- _ITEMS_

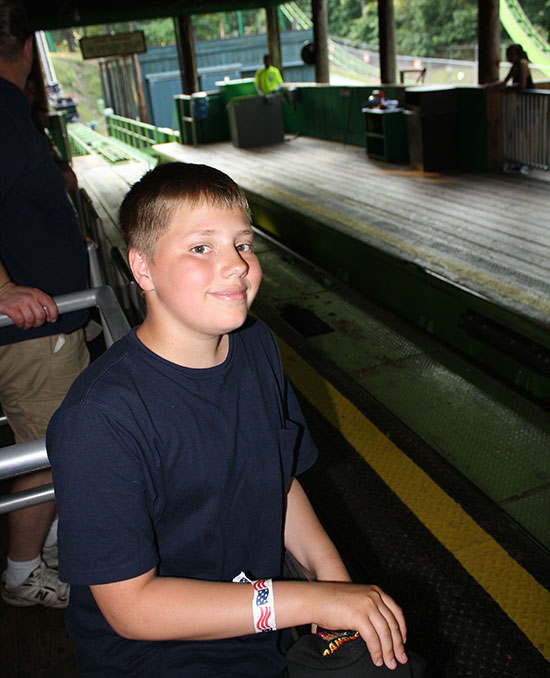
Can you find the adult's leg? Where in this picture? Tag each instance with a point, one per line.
(35, 376)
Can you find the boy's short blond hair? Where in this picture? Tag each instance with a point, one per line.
(146, 210)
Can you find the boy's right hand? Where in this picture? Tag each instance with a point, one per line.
(26, 306)
(370, 611)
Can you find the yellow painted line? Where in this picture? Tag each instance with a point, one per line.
(521, 597)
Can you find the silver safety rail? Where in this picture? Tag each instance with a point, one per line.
(526, 128)
(31, 456)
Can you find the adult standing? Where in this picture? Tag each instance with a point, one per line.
(519, 73)
(41, 255)
(268, 78)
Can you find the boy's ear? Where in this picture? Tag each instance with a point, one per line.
(28, 52)
(140, 268)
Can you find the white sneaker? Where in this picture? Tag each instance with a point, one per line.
(41, 587)
(50, 557)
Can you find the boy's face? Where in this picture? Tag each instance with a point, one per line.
(204, 274)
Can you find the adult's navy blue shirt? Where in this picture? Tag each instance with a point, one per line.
(186, 470)
(40, 241)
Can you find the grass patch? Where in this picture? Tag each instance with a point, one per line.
(80, 79)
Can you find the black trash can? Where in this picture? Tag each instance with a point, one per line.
(432, 121)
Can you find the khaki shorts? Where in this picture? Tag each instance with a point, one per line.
(35, 376)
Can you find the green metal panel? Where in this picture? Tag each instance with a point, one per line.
(236, 88)
(215, 127)
(331, 112)
(472, 128)
(468, 323)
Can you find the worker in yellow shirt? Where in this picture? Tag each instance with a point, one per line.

- _PROBLEM STATEMENT_
Copy the data above word for word, leaving out the pictures.

- _WRITTEN RESPONSE_
Can you find the adult's leg? Where in this picture? Tag each instance with a point, one per line.
(35, 376)
Can you find the boy's short blond hair? Where in this picture? Tag each instance with a point, one per line.
(146, 210)
Can you find the boy's right hand? Where in this picture? Tag each instance with a point, one per line.
(26, 306)
(370, 611)
Can you find the yellow painted line? Where in this picture? Tag each instance with a point, one per line.
(521, 597)
Can you find the silver safety rail? Where in this picture? Tag each instance with a point, one per line.
(526, 128)
(31, 456)
Can you find the adult standing? Where in this picture? Tag each instance with a point, one per line.
(519, 73)
(41, 255)
(268, 78)
Can you find the boy's ear? Where in this picture? Tag each instance with a point, one per line.
(28, 52)
(140, 268)
Can you find the white sneaker? Where in this picture? Tag each instance with a point, one per line.
(41, 587)
(50, 557)
Can you find the boy's face? Where in this picture? Tag each instance with a point, one per line.
(204, 274)
Can you find the adult's navy blue shirt? Where in this picture? Tag each instance with a point, one per line.
(186, 470)
(40, 241)
Can you find the grass patch? Where in this picture? Tag each instance with a point, one per line.
(80, 79)
Can you find the black trash can? Where in this picture? Tag each instance with a point, one per line.
(432, 121)
Can you find the khaki shorts? Where in this picture? Tag each instance with a point, one per line.
(35, 376)
Can you find the green metal panel? Where in this picture? Tag each instance with a point, one per line.
(236, 88)
(215, 127)
(331, 112)
(472, 128)
(468, 323)
Can you find the worker in yellow shirt? Where in this picture? Tag each instance with a point, one per line.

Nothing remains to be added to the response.